MATERIAL PROVIDED:
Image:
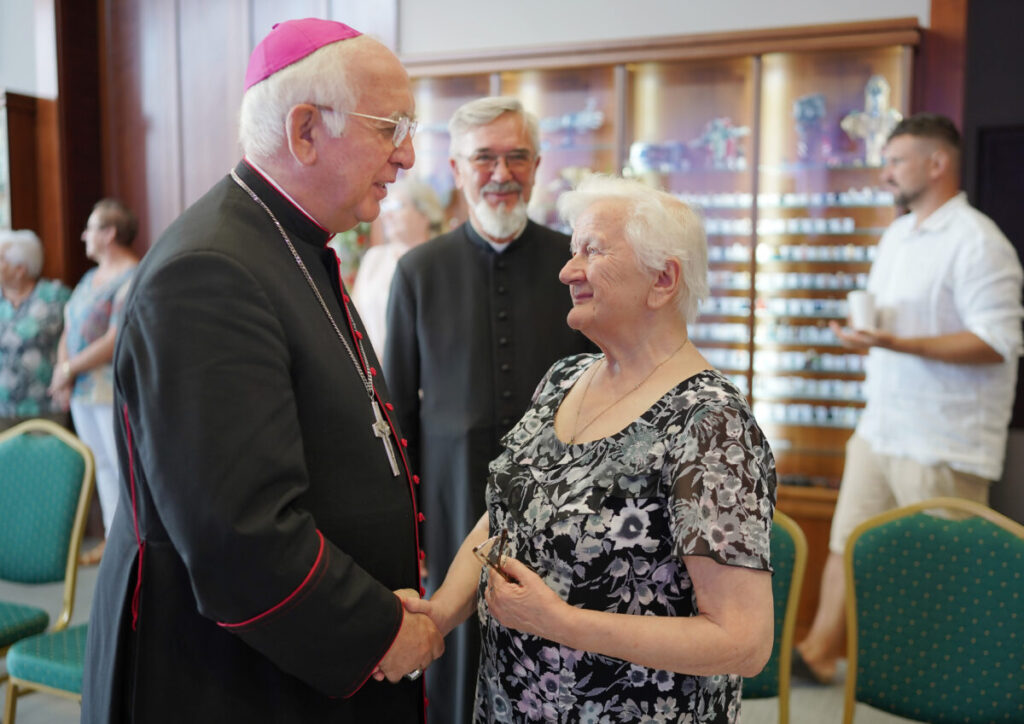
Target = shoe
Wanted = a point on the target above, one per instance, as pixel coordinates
(802, 670)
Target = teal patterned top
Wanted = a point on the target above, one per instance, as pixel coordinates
(29, 337)
(90, 311)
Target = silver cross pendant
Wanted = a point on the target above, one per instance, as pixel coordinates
(383, 431)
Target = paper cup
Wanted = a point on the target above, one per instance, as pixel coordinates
(860, 306)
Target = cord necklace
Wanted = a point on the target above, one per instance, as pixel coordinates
(577, 430)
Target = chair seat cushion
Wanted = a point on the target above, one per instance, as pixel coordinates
(18, 621)
(51, 659)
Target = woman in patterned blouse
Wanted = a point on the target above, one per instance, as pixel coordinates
(630, 511)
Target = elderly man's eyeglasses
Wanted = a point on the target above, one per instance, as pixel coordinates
(516, 161)
(493, 552)
(403, 125)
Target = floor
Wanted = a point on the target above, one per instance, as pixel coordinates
(808, 705)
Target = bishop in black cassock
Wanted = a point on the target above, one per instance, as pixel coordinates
(475, 330)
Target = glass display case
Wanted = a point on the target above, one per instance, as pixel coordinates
(436, 99)
(5, 221)
(779, 151)
(690, 132)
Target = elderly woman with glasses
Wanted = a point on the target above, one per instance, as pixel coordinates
(629, 515)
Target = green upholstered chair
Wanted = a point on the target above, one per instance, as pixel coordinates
(935, 611)
(46, 481)
(788, 558)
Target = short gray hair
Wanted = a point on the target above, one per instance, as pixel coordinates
(483, 111)
(322, 78)
(422, 196)
(23, 248)
(658, 226)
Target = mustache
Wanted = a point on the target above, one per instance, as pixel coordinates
(506, 187)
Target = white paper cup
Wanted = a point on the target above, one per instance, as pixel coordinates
(860, 306)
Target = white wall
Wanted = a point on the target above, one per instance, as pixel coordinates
(455, 26)
(17, 46)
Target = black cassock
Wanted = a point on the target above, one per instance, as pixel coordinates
(270, 527)
(474, 330)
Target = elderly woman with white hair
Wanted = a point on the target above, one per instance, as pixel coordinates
(626, 543)
(411, 214)
(31, 324)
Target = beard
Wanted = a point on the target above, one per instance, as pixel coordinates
(500, 222)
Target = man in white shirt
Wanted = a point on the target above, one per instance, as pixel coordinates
(942, 364)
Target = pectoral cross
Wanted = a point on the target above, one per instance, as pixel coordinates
(383, 430)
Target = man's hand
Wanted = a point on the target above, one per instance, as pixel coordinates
(417, 644)
(859, 340)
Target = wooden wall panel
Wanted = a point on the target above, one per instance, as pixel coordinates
(62, 250)
(142, 137)
(938, 81)
(79, 112)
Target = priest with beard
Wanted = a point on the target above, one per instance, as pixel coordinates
(475, 318)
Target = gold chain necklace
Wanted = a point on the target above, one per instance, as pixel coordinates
(380, 427)
(583, 398)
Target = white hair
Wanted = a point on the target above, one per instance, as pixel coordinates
(658, 226)
(483, 111)
(24, 249)
(423, 198)
(321, 78)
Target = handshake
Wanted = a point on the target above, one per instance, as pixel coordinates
(419, 641)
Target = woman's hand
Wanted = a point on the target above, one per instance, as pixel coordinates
(860, 340)
(528, 605)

THE PROBLEM:
Revise the records above so that each "pixel coordinates" becomes "image coordinates", with every other word and value left as it is. Leave the pictures out of your output.

ANSWER TO THE EXERCISE:
Image:
Target = shoe
Wanted = a point on the target above, one per instance, as image coordinates
(802, 670)
Target = teal patterned top
Wanted = a point on the target above, one per instance, as image coordinates
(29, 337)
(90, 311)
Target = silver cross pendant
Wanted = a point on the target above, one per instance, as image coordinates
(383, 431)
Target = paper cup
Wanted = a point on the target above, one per instance, as image coordinates
(860, 306)
Target = cord necklace
Wanted = a point on the target above, one per instance, as image coordinates
(577, 430)
Target = chair seat cushion
Wanted = a point on the target above, one per instance, as image coordinates
(18, 621)
(51, 659)
Target = woman in patterned blouse
Wanted = a point on the target above, one per instance, as image coordinates
(630, 511)
Target = elderly man's eyeglasses
Wanted = a point on the target above, one per instance, as image coordinates
(516, 161)
(493, 552)
(403, 125)
Target = floor
Wanted = a point on the target above, one per instance, as image coordinates
(808, 705)
Target = bishop in black cassock
Wanted = a point on the target above, one per instance, as image coordinates
(475, 330)
Target = glass display case
Wanted = a point on the target above, one per instance, as image coordinates
(436, 99)
(5, 221)
(779, 151)
(690, 132)
Target = elderly woman with glasses
Wanted = a point on the target above, one per instance, as image coordinates
(629, 515)
Target = green upholstered chair
Wanted = a point on the target above, one per instance, as image coordinates
(935, 611)
(46, 481)
(788, 558)
Target = short gray hair
Wanted = a point on the target above, one per instance, as image coordinates
(483, 111)
(322, 78)
(422, 196)
(23, 248)
(658, 226)
Target = mustache
Wanted = a point on the target above, one per instance, as image coordinates
(506, 187)
Target = white paper cup
Wanted = a point on the target above, one per instance, as image coordinates
(860, 306)
Target = white wall
Wanted = a point on the target above, one per instance, as image coordinates
(455, 26)
(17, 46)
Target = black cassock
Wanted = a point on the target above, one per instance, as image coordinates
(270, 527)
(474, 330)
Target = elderly woman with white hair
Wanted = a point on the target above, one per instance, as image coordinates
(626, 543)
(411, 214)
(31, 324)
Target = beard
Wanted = a point on the target above, one per instance, as image coordinates
(500, 222)
Target = man in white shirt
Wanted = a point on the target above, one per instance, as image coordinates
(942, 364)
Target = pectoral cross
Wanted = a point on the target above, one per instance, as image coordinates
(383, 430)
Target = man's hand
Wanted = a point on the target above, one per instance, as image coordinates
(417, 644)
(859, 340)
Target = wooden wall panel
Wanted = a point on the target above, one per instance, as image coordinates
(62, 250)
(142, 137)
(938, 81)
(79, 112)
Target = priest with beard
Wanted = a point on the target above, one per instance, as image coordinates
(475, 318)
Target = gold chain necklace
Wanted = a point on the target above, one per instance, as image coordinates
(380, 427)
(583, 398)
Target = white hair
Wanted = a point on the target above, one per instance, as image coordinates
(658, 226)
(483, 111)
(24, 249)
(423, 198)
(321, 78)
Target = handshake
Wanted = a point on the target above, one per instance, as image coordinates
(419, 641)
Target = woman's hand
Wanted = a point on the target above, one per instance, as image coordinates
(860, 340)
(528, 605)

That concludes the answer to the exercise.